Start of Text extract
Since that’s what we’ll get, I’ll judge them on their own merits, while holding my nose just a bit — and reading a friend’s copies, instead of buying my own. But it’s more smart comics that I really want.
DC doesn’t seem to like innovative design narratives in their comics. Part of the reason is probably because of their digital initiative. No one at DC seems to want a Chris Ware-style design narrative for Superman. What Moore and Gibbons did only works for comics because that’s the intent of that design. 9-panel grids only work if you understand that the comic book is basically a newspaper page on its side, so it can fit 18 grids of information comfortably. On a digital screen, it doesn’t translate as easily.
@Gary – “DC doesn’t seem to like innovative design narratives in their comics”
Batwoman and Swamp Thing aren’t innovative?
“It’s a follow-up to Watchmen‘s sophistication that we need, not more stories starring these characters.”
That’s totally it. That, in a nutshell, is what I was trying to get across.
I don’t read many super-hero comics anymore either. But it’s for an entirely different reason than Jeff’s. As someone who’s read super-hero comics for some time, almost everything I read now seems like it’s got amnesia, like it doesn’t know these ideas have been done before and done better — or worse, that elements in the current story have already been deconstructed and shown as profoundly silly. There’s a way out of that, of course — to go into winking Supreme mode — and that’s how you know the writer is aware of this past work. I don’t see much of that consciousness out there right now.
Again, just my personal view. But not entirely a matter of taste.
@ Julian: It’s only natural, I think, that there is going to be overlapping and layering of ideas to a point where it’s difficult to discern the point of origin. But now I’m thinking back to the difficulty of world building from the previous podcast with the difficulty of continuity. Do creators need to “wink the eye” to what came before me–and therefore adhere (to some extent) to continuity? Or can they move onward as each re-presents the old in a new way without the burden of what came before?
I bring this up because it seems–in part–that the creators involved with this project opted for the latter: Move forward with creating something new from the old.
End of Text extract
Start of Provided material
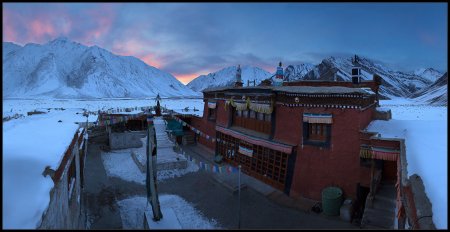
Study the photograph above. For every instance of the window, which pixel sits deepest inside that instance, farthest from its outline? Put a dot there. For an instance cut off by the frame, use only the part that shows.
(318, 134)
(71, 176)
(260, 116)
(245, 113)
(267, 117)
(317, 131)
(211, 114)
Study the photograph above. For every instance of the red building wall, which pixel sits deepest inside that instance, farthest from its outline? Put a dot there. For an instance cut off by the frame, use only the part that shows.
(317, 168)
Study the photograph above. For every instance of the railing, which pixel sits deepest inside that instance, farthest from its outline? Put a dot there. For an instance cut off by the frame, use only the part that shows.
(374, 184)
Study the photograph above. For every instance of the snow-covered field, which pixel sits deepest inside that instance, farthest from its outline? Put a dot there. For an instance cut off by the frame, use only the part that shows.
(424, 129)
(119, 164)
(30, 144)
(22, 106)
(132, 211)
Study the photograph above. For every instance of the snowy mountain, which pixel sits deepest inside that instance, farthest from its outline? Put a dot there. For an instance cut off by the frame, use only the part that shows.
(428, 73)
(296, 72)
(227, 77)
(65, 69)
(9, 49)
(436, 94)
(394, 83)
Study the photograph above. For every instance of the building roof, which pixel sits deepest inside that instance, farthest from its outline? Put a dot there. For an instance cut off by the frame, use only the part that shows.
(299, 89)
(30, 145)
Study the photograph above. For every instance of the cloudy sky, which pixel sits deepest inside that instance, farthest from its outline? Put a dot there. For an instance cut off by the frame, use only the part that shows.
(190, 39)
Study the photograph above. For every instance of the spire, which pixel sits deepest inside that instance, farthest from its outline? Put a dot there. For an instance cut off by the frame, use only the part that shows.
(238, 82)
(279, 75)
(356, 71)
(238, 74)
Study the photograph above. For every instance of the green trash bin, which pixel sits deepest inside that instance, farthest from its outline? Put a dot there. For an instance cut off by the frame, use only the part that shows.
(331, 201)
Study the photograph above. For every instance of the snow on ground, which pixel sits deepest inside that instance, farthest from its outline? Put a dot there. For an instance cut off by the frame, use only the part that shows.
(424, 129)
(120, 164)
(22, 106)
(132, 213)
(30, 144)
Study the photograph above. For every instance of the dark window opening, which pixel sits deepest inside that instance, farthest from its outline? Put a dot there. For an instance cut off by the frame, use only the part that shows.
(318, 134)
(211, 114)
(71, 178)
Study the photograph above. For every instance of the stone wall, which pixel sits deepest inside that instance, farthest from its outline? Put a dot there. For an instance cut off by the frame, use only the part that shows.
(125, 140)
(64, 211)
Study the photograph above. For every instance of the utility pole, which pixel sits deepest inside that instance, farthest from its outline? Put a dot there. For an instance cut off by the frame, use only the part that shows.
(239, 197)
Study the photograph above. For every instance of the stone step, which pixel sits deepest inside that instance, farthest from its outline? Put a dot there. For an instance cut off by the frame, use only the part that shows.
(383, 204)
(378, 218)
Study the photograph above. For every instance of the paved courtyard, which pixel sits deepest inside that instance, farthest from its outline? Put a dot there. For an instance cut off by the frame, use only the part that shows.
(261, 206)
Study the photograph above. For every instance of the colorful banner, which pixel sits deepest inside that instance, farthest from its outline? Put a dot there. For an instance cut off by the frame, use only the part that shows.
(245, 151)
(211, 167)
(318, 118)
End of Provided material
Start of Provided material
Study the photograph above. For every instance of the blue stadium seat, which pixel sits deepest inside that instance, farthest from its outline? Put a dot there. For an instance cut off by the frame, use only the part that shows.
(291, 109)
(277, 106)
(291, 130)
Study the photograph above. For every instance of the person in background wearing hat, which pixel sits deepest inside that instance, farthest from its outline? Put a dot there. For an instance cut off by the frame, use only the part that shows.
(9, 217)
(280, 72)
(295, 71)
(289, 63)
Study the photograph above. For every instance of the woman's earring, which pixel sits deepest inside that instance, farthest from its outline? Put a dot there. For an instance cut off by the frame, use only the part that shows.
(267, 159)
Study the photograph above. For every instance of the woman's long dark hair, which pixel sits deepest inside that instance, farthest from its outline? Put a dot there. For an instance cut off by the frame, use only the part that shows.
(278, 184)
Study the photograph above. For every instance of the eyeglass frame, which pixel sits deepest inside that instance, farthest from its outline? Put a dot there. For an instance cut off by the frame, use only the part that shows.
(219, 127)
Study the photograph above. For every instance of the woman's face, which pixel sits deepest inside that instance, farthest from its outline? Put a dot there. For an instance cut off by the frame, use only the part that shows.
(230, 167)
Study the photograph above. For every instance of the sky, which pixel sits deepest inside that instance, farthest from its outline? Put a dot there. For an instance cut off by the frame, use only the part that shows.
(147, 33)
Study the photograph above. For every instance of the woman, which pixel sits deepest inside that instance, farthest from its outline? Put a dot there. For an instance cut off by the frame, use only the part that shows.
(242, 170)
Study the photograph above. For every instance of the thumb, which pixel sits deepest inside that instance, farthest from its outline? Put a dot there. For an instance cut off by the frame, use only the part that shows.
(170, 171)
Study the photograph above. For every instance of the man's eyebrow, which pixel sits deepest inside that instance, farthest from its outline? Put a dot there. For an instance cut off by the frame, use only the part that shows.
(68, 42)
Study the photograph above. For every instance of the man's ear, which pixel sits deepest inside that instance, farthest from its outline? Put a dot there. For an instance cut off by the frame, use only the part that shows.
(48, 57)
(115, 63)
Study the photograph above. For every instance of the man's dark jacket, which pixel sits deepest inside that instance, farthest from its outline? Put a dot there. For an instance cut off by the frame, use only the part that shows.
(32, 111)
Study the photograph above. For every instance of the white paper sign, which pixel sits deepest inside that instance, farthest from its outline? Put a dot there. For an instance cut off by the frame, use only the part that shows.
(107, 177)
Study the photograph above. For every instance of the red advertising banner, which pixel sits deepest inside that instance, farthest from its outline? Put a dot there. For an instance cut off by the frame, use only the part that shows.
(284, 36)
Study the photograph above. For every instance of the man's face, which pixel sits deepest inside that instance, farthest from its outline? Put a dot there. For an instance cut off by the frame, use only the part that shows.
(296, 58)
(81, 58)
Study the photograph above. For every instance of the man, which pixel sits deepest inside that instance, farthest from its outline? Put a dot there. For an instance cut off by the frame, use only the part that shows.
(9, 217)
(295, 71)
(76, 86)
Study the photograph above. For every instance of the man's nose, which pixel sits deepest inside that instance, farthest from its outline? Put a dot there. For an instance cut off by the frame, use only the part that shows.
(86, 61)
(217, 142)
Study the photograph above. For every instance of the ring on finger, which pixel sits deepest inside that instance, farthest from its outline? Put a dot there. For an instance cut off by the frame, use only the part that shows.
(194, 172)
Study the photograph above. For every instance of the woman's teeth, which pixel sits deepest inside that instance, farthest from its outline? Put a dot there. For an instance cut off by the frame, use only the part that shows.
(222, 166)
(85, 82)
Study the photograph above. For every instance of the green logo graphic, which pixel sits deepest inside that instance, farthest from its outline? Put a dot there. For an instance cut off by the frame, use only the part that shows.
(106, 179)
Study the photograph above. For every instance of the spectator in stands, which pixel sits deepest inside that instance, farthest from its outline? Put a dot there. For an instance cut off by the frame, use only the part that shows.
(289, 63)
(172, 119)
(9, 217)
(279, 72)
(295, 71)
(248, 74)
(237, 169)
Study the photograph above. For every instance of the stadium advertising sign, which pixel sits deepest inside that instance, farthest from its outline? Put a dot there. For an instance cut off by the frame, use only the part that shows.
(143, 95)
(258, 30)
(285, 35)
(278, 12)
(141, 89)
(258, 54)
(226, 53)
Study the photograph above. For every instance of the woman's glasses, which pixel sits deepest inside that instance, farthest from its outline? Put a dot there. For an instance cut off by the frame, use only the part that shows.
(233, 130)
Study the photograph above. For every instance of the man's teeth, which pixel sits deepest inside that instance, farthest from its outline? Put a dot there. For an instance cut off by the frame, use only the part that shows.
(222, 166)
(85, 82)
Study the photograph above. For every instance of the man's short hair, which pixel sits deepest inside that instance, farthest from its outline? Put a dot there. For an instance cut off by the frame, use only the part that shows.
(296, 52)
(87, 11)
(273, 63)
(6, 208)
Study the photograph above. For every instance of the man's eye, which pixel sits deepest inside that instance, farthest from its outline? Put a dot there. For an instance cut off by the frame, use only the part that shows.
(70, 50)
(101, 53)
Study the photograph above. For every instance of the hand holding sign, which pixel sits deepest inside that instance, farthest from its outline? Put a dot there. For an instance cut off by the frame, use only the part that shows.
End of Provided material
## Exercise goal
Please answer these questions from the comics discussion, one a line, marked the same way.
1. What does the comics discussion say a comic book basically is, in terms of a newspaper page?
2. Which two titles are offered as examples of innovative DC comics?
3. What does the reader who rarely reads super-hero comics name as the way out of stories that seem to have amnesia?

## Result of this exercise
1. A newspaper page on its side.
2. Batwoman and Swamp Thing.
3. Going into winking Supreme mode.